WRITTEN PROBLEM
State how many lines of the material contain the string "tree", treating uppercase and lowercase letters as different. Give only the number.

[Entries in the collection]

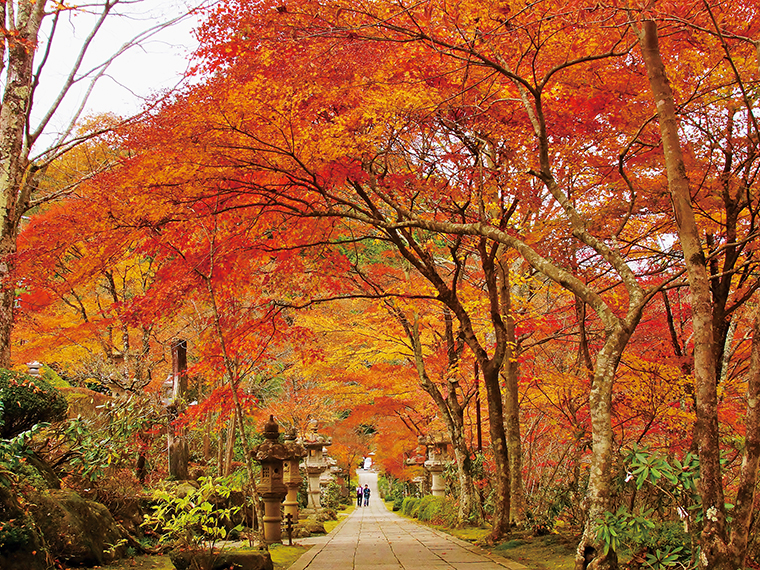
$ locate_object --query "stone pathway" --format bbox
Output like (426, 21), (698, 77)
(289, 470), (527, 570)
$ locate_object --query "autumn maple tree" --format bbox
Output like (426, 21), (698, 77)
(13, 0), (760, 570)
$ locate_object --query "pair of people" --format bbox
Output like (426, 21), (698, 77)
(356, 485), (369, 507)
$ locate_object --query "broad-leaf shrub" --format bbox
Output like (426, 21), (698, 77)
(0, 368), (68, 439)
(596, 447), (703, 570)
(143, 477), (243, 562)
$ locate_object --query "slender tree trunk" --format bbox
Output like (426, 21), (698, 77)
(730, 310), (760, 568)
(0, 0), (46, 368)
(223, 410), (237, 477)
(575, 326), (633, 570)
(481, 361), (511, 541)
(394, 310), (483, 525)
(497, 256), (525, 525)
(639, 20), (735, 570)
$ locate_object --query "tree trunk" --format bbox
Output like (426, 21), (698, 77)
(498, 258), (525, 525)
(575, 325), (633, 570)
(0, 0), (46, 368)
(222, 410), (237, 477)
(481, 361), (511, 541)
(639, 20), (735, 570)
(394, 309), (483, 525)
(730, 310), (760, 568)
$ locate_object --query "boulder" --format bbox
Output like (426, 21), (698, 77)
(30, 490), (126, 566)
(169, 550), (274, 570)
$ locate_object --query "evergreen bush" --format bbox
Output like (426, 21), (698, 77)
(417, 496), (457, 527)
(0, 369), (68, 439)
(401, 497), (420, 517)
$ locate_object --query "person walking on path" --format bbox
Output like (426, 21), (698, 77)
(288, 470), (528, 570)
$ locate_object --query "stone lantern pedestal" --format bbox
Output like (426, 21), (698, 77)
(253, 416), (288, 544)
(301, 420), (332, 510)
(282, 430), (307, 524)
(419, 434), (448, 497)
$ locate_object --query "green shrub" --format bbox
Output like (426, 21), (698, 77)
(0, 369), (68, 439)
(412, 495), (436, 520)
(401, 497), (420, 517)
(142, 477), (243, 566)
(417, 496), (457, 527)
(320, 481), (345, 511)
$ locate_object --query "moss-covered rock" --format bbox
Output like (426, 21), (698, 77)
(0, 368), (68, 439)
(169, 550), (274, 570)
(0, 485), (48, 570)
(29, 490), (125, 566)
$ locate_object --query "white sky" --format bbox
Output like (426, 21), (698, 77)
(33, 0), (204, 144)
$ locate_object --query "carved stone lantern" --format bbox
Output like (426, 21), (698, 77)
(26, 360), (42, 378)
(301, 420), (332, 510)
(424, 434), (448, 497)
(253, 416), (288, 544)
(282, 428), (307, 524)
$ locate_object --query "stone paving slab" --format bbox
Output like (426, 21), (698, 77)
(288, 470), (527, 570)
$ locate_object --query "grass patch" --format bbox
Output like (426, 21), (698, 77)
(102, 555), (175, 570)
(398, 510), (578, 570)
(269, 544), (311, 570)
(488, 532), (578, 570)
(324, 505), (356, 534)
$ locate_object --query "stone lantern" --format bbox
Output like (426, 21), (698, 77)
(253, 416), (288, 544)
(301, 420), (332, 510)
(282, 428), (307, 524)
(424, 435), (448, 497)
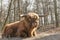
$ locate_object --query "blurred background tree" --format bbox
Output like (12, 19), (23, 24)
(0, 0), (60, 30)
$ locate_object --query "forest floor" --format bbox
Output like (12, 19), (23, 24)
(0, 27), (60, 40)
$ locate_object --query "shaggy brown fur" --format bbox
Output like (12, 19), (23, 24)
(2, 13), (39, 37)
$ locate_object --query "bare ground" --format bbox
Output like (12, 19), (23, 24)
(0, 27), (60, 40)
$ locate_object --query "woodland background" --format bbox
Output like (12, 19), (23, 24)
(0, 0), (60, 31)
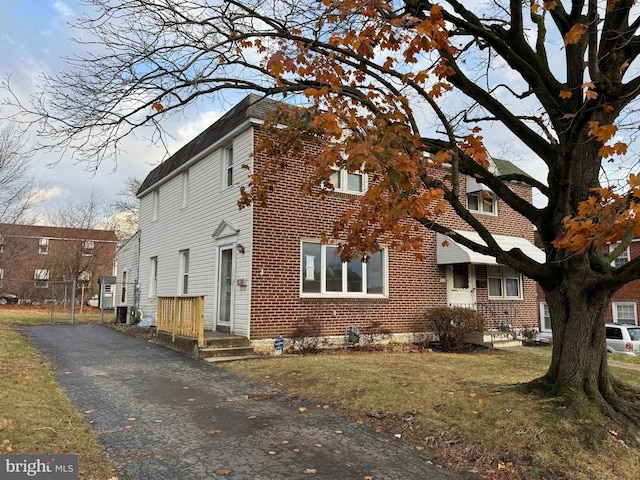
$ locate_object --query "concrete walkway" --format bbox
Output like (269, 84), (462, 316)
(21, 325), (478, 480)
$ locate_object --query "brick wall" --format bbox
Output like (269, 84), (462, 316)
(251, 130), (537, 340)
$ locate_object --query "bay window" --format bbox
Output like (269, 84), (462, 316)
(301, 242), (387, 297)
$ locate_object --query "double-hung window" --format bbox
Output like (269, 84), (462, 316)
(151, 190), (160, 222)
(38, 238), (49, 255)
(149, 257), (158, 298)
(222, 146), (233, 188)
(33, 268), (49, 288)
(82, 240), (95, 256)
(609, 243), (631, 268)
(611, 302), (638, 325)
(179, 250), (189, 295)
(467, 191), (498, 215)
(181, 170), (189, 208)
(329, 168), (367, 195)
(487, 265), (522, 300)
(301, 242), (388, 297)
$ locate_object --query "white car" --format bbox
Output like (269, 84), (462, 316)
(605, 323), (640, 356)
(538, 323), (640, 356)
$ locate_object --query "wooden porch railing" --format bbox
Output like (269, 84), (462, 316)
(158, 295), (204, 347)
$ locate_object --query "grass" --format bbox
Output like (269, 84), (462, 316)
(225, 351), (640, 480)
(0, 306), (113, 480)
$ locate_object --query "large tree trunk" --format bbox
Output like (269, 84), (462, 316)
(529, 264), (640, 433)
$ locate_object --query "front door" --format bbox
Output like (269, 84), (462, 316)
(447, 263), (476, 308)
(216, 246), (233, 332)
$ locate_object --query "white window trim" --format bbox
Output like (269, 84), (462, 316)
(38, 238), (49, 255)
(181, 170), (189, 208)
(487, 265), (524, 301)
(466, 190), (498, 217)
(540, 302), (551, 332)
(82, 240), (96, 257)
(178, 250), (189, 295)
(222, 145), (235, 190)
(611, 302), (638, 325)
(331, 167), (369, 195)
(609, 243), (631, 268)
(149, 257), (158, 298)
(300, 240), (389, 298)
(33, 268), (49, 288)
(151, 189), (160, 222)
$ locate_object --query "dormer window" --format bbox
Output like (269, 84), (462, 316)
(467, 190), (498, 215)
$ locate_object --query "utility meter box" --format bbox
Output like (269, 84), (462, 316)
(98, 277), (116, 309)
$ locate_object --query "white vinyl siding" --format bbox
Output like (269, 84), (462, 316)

COMPLETED EXERCISE
5